*Exercise aim*. Reproduce the records word for word, from their first line through the line that contains "point(195, 80)", with both of those lines included.

*Information shown*.
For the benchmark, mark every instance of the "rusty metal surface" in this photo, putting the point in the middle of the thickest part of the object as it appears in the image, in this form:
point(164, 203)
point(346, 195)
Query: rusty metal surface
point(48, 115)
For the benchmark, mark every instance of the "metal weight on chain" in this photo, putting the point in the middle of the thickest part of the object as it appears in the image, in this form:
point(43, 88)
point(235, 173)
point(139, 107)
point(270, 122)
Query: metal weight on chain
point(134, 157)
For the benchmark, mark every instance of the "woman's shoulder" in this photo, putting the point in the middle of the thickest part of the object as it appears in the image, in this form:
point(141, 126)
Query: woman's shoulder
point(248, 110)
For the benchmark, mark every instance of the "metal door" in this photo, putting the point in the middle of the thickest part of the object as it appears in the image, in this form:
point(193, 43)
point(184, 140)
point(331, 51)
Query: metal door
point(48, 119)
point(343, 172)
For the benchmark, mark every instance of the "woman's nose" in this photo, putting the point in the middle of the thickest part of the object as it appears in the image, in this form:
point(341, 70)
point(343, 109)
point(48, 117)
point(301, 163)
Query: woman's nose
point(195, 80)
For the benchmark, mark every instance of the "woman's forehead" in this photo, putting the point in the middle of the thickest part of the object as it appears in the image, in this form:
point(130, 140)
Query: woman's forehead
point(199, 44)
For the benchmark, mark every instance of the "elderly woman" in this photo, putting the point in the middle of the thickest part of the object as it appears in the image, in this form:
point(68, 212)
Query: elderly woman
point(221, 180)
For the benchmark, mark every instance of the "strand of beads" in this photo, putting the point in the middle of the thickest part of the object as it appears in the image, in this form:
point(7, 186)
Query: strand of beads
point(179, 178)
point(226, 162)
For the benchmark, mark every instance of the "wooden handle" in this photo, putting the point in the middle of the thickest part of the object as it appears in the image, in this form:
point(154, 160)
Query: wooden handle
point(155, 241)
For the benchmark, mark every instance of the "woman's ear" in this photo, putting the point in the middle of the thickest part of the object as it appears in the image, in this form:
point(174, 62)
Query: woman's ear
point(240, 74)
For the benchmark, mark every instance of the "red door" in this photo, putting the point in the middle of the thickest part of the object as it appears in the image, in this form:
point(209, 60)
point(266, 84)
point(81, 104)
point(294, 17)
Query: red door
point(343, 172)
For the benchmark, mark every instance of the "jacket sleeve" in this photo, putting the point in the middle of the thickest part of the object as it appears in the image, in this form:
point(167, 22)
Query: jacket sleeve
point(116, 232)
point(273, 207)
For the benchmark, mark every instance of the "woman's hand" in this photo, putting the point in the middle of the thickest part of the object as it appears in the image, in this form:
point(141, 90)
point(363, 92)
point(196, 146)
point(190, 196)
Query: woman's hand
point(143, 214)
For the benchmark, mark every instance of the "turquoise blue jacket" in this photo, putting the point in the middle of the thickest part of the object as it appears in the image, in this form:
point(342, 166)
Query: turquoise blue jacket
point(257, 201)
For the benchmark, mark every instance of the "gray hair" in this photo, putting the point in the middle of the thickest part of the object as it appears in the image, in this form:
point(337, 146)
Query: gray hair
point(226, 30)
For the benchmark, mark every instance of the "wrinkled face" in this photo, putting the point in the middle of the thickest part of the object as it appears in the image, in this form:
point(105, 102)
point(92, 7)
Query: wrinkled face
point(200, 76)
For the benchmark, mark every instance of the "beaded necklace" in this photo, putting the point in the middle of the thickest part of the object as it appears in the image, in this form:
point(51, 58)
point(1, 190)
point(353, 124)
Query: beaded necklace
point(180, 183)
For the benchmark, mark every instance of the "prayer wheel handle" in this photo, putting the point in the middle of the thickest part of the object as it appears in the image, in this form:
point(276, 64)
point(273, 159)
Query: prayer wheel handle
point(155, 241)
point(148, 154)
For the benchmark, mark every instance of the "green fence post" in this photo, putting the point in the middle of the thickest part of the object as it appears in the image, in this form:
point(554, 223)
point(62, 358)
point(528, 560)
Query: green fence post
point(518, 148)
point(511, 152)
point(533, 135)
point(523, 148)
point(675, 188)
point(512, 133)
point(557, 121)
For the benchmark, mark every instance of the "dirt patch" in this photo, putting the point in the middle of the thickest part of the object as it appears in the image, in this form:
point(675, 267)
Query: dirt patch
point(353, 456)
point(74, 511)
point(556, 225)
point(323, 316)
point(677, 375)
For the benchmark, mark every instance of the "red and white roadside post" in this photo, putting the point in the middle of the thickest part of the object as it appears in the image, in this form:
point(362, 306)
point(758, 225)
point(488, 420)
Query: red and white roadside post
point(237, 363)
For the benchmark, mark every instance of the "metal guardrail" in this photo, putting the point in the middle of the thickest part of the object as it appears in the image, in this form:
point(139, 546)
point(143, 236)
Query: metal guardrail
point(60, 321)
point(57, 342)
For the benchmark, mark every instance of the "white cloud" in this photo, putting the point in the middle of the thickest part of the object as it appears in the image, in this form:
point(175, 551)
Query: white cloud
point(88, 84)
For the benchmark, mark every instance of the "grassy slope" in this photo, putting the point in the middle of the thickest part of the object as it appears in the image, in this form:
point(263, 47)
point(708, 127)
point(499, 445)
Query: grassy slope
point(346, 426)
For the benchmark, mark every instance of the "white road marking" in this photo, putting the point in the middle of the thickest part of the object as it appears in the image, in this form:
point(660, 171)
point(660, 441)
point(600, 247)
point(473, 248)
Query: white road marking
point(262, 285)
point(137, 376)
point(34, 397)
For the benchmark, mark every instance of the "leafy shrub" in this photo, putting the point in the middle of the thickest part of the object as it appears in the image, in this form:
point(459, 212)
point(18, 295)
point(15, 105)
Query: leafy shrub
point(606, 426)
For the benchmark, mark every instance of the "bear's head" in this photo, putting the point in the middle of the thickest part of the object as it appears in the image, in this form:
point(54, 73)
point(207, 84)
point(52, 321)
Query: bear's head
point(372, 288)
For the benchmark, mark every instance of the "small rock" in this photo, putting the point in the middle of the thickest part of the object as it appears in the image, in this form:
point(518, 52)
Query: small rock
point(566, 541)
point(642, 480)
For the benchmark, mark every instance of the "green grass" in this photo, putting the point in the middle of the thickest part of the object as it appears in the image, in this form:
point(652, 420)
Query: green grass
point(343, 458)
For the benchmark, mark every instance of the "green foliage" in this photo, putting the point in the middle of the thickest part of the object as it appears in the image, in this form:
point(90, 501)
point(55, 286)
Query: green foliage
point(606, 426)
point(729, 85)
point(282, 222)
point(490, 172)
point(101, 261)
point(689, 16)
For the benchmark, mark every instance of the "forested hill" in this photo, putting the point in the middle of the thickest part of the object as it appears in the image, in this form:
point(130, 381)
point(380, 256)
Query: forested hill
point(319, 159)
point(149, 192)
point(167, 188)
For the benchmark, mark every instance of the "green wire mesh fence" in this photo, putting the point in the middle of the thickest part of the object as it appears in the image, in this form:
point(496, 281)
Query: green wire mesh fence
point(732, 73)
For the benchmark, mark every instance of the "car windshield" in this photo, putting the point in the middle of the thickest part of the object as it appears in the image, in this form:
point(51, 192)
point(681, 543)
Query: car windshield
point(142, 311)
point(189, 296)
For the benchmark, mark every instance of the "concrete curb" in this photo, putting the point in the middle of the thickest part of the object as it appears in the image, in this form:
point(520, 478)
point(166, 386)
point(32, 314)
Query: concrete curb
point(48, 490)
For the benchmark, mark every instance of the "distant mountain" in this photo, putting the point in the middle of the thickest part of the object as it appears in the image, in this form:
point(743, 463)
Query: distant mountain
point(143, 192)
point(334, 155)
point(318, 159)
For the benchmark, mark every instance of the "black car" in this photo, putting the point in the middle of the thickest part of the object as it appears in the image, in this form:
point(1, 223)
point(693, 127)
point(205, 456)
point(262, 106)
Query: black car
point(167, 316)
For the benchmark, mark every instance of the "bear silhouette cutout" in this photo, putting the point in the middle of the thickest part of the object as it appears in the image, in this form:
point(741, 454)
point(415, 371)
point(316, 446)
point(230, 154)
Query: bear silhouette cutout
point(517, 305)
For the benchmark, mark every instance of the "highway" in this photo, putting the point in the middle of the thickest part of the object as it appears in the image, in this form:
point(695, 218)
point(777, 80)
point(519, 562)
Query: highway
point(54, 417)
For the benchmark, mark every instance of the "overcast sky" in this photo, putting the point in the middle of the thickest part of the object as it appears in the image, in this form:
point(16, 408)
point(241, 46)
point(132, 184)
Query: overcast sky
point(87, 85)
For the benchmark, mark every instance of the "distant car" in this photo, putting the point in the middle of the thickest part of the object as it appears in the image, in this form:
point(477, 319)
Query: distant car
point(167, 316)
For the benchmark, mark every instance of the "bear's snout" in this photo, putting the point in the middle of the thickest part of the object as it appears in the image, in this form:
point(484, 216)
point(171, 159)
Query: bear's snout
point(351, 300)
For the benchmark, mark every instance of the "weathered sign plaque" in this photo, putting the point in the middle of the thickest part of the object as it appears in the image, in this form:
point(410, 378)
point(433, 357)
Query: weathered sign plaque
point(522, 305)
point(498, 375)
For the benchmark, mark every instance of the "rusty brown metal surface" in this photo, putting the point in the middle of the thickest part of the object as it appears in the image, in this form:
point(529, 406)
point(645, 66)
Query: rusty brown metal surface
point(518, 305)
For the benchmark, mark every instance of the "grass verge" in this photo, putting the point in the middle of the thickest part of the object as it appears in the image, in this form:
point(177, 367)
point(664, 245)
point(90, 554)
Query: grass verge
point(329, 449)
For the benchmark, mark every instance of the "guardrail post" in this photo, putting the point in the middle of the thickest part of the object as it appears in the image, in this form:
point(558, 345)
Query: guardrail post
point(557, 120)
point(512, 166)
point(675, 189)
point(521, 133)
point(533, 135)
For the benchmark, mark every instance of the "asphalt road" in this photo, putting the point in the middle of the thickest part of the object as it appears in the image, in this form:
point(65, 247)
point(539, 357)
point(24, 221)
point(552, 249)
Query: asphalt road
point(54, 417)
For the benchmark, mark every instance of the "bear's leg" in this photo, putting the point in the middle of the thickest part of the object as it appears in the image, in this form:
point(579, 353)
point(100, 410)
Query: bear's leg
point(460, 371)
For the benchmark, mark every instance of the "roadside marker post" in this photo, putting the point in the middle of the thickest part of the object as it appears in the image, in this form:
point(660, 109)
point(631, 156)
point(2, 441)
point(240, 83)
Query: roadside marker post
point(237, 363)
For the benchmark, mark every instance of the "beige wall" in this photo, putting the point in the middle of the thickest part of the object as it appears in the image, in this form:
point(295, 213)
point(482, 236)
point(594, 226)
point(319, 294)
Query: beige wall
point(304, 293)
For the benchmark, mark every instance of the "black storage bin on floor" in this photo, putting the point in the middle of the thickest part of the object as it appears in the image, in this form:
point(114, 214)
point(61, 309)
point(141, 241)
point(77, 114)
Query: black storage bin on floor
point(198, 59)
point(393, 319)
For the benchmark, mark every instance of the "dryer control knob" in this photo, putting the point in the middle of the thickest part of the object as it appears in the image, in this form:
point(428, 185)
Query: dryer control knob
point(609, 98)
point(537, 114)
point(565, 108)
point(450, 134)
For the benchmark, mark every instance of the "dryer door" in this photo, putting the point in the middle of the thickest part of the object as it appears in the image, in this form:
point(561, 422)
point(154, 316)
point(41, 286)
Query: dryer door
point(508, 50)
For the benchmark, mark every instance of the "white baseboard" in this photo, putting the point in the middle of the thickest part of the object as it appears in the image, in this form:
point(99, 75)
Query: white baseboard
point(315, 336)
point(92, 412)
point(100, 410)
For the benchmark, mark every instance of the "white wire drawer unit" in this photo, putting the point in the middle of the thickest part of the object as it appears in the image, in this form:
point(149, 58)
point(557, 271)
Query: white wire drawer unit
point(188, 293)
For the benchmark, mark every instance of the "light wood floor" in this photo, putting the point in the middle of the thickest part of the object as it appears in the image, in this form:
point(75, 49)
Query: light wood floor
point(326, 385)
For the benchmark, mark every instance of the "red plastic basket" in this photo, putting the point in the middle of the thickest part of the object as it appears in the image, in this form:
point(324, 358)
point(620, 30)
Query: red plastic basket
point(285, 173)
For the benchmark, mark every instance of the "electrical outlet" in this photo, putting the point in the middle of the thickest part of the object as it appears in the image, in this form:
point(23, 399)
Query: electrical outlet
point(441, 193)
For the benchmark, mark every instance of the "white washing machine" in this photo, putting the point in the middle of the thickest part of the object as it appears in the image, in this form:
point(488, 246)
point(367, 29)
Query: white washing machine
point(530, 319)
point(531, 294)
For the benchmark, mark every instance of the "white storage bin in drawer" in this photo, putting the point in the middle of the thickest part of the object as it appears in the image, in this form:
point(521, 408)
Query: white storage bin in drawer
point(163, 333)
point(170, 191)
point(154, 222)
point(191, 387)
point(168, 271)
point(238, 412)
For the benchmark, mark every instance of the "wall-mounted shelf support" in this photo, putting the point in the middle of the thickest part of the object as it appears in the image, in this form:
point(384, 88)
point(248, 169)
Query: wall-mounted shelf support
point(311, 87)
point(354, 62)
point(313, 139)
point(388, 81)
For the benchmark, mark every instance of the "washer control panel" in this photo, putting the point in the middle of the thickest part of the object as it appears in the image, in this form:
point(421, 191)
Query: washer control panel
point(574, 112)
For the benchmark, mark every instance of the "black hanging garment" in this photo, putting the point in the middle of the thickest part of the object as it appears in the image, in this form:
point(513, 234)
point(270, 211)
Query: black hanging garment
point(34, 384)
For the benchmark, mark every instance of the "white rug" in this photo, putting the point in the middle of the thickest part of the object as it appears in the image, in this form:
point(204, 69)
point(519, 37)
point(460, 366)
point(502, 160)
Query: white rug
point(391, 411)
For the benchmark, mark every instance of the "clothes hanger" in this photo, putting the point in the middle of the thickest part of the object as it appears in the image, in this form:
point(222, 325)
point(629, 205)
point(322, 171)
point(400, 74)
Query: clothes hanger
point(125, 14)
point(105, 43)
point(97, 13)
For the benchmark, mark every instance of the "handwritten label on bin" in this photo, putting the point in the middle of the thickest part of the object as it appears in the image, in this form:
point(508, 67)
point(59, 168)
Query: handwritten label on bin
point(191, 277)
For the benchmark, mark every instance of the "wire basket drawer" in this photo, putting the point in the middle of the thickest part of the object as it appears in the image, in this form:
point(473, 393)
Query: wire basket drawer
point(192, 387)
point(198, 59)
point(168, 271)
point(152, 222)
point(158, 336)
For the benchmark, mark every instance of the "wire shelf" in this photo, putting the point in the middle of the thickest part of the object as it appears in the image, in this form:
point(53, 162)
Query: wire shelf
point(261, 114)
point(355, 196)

*Exercise response*.
For the benchmark, mark every instance of the "rusty metal surface" in this photo, putting the point in the middle of the thickest part of the object as it appears in the image, in this form:
point(164, 203)
point(346, 195)
Query: rusty metal surface
point(48, 115)
For the benchmark, mark every instance of the "metal weight on chain" in this photo, putting the point in the middle of the thickest part of the object as it appears in the image, in this form:
point(43, 88)
point(235, 173)
point(139, 107)
point(270, 122)
Query: metal weight on chain
point(134, 157)
For the benchmark, mark every instance of the "woman's shoulder" in this photo, putting the point in the middle of the thickest part of the object as it appears in the image, in this form:
point(141, 126)
Query: woman's shoulder
point(248, 110)
For the benchmark, mark every instance of the "metal door" in this photo, putting the point in the middle of the thickest part of the object as it appears in the image, in this form:
point(193, 43)
point(184, 140)
point(331, 51)
Query: metal door
point(48, 119)
point(343, 172)
For the benchmark, mark every instance of the "woman's nose" in this photo, putting the point in the middle of the thickest part of the object as it appears in the image, in this form:
point(341, 70)
point(343, 109)
point(48, 117)
point(301, 163)
Query: woman's nose
point(195, 80)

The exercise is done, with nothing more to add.